- [Activity]:
Each record should reappear exactly in your answer, minus any picture.

- [Extracted information]:
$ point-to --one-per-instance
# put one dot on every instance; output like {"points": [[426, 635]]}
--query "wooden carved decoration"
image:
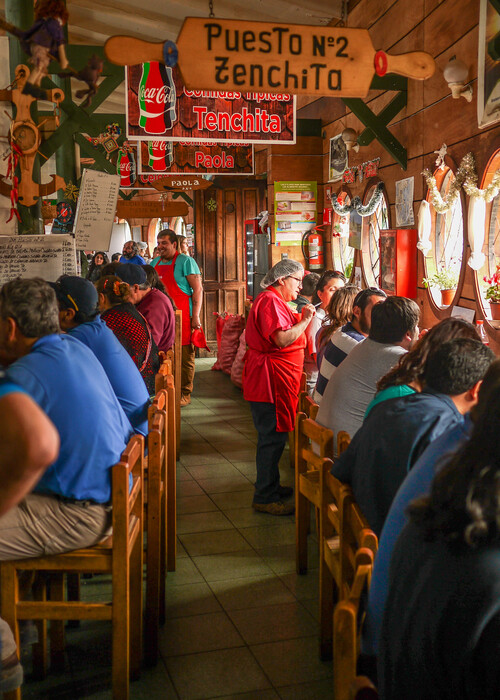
{"points": [[25, 140]]}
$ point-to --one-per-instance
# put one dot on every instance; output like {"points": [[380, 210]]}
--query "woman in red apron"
{"points": [[271, 377]]}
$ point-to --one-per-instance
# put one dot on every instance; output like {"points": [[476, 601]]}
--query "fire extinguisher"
{"points": [[312, 248]]}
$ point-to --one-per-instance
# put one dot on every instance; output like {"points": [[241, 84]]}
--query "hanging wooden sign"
{"points": [[139, 209], [290, 58], [181, 183], [273, 58]]}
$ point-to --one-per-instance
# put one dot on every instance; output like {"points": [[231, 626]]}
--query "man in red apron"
{"points": [[182, 277], [271, 377]]}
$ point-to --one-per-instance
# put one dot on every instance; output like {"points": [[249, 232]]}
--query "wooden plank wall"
{"points": [[443, 29]]}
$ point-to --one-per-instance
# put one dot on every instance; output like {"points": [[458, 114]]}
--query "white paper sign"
{"points": [[48, 257], [96, 210]]}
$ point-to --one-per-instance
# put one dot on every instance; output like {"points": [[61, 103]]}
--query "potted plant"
{"points": [[492, 293], [446, 281]]}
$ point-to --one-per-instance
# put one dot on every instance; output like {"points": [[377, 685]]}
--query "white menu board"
{"points": [[48, 257], [96, 210]]}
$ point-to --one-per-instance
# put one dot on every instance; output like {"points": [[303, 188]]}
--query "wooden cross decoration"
{"points": [[25, 136]]}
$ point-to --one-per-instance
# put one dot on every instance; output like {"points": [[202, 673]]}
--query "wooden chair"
{"points": [[291, 434], [313, 443], [120, 554], [166, 382], [156, 521], [358, 547], [332, 496]]}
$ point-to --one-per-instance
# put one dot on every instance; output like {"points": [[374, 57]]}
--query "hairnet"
{"points": [[283, 268]]}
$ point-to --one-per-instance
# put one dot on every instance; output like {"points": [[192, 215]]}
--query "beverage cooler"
{"points": [[256, 254]]}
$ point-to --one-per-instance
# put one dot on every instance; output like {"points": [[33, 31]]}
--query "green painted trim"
{"points": [[384, 136], [395, 106], [309, 127]]}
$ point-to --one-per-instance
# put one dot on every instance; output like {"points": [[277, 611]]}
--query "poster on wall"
{"points": [[159, 105], [179, 158], [488, 65], [404, 203], [295, 206], [337, 159]]}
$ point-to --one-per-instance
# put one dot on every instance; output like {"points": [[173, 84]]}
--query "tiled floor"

- [Exercise solution]:
$ point-to --one-per-instance
# put one dot on every instance; output like {"points": [[426, 635]]}
--query "wooden carved decoration"
image:
{"points": [[25, 140]]}
$ point-to --one-per-instance
# put one dot on every instance; output like {"points": [[380, 210]]}
--query "woman in red apron"
{"points": [[271, 377]]}
$ point-to --one-per-instance
# put one dot on every instance; output like {"points": [[476, 601]]}
--query "fire extinguisher"
{"points": [[312, 248]]}
$ point-to --one-per-instance
# put one dot on every instance; output like {"points": [[241, 84]]}
--query "hanging wooden sign"
{"points": [[139, 209], [290, 58], [181, 183], [273, 58]]}
$ point-to --one-per-instance
# put one dot on every instance; output like {"points": [[231, 626]]}
--query "man in red apron"
{"points": [[182, 277], [271, 377]]}
$ point-to --one-per-instance
# put one dot on every instance; output like {"points": [[249, 232]]}
--query "wooden plank wall"
{"points": [[443, 29]]}
$ point-to --one-per-instance
# put one dot on every instance; output like {"points": [[458, 114]]}
--query "white paper sign"
{"points": [[48, 257], [96, 210]]}
$ point-to --one-per-instance
# put one dot on every instance; output like {"points": [[61, 103]]}
--query "potted plant"
{"points": [[492, 293], [446, 281]]}
$ point-to --one-per-instance
# put one dot on every instance; output like {"points": [[377, 685]]}
--query "white menu board"
{"points": [[48, 257], [96, 210]]}
$ point-to --one-per-instance
# put one dot on every instance; output like {"points": [[303, 188]]}
--query "wooden cross decoration"
{"points": [[25, 136]]}
$ point-to --one-per-instance
# put one dot on every instance; output like {"points": [[202, 673]]}
--query "wooden chair"
{"points": [[291, 434], [313, 443], [120, 554], [166, 382], [156, 521], [358, 547], [332, 496]]}
$ point-to --one-per-instance
# put one dot on every instance; output like {"points": [[374, 57]]}
--query "hairnet"
{"points": [[283, 268]]}
$ point-to --one-per-instance
# put one dot on every instance; output like {"points": [[192, 215]]}
--query "beverage cooler"
{"points": [[256, 254]]}
$ point-to --one-per-instance
# put one dot on every instance; output like {"points": [[33, 31]]}
--query "green painted trim"
{"points": [[384, 136], [395, 106], [309, 127]]}
$ point-to --one-per-instance
# put one dot on every instance; output like {"points": [[277, 611]]}
--query "poster on wall"
{"points": [[159, 105], [179, 158], [488, 65], [404, 203], [295, 206], [337, 159]]}
$ point-to --one-per-instance
# put one dot on every instance; output like {"points": [[173, 84]]}
--query "tiled floor"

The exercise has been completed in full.